Aim of the exercise:
Continue the post addressed to @traestephens and @foundersfund about good, hard quests, picking up right after its last quoted passage.

Text section:

Mr.
@traestephens &
@foundersfund,
First, great read on VC Firms and the moral imperative of the top VCs to go after hard, yet good, quests. I found this particularly relevant to the plight of a small company that is trying to revolutionize the way we treat cancer.
Second, I'm going to highlight a few sections for my
$NWBO friends and then end with a question.
"In the most simple terms possible: a good quest makes the future better than our world today, while a bad quest doesn't improve the world much at all, or even makes it worse....Most Good Quests are Hard...A hard quest is high-risk and operationally complex, with a low chance of success. Reversing aging, going to Mars, curing cancer, building a supersonic plane, creating AGI, or founding a new country — these are all hard quests, and most players attempting these quests will fail....In the 1980s, a venture capitalist could truthfully say their investment was the difference between life or death for an important, generational technology company. Funding such companies, in this way, was absolutely a good quest. But today there are more people "helping the builders" than actually building, fighting one another in a zero-sum game for allocation in competitive deals...For our best players with exceptional fundraising and hiring superpowers, hard quests are difficult. But for everyone else, they are nearly impossible. Therefore, there is a moral imperative for our best players to choose good, hard quests...If you are an experienced founder with lots of money or social capital, leave the next food delivery startup to the Level 1 neuromancer, and ask yourself: what would the world look like if our best players took on good quests?"

Source material:
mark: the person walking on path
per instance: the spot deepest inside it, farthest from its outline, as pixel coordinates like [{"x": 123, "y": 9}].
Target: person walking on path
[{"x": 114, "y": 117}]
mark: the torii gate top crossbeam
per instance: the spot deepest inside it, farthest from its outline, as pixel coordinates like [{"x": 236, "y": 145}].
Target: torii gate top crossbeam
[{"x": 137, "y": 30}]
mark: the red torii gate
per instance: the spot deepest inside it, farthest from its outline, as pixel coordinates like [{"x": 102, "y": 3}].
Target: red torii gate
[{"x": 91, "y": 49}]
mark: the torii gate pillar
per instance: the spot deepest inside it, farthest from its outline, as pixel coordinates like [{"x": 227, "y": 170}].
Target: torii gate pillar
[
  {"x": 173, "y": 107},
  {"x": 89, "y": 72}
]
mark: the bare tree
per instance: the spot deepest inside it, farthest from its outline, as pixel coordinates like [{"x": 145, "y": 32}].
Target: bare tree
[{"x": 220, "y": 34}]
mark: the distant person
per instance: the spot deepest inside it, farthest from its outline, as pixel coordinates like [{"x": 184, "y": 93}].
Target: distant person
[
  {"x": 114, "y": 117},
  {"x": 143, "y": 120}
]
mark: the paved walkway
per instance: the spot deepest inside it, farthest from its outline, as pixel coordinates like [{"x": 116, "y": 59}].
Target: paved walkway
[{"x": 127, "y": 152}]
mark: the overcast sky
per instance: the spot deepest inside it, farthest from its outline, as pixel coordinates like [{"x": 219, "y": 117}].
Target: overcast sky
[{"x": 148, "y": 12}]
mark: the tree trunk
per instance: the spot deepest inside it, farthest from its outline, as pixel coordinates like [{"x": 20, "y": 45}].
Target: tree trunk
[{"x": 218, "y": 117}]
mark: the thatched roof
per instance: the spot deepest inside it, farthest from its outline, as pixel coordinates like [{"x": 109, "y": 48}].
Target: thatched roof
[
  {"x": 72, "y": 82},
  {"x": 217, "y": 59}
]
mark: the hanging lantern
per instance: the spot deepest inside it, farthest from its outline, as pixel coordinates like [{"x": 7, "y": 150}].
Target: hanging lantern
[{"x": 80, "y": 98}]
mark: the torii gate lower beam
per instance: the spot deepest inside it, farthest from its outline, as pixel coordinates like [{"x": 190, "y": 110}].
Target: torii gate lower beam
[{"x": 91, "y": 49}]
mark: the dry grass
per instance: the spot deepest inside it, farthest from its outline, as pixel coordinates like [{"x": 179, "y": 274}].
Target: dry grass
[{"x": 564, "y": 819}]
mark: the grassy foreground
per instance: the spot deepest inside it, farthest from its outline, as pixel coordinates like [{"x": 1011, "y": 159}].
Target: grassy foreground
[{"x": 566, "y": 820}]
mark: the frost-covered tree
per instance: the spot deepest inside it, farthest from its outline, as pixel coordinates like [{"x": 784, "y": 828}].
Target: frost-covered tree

Solved exercise:
My question(s): Would using your own immune system to cure all solid tumor cancers with 0 toxic side effects be a good quest? How about starting with one of the hardest to treat cancers in the world (glioblastoma multiforme) where 5% survive 5 years and increase that number up to 50%? See Image 1. Getting this treatment to the world could change the landscape of cancer care. Where are the best and brightest VC Firms in this quest?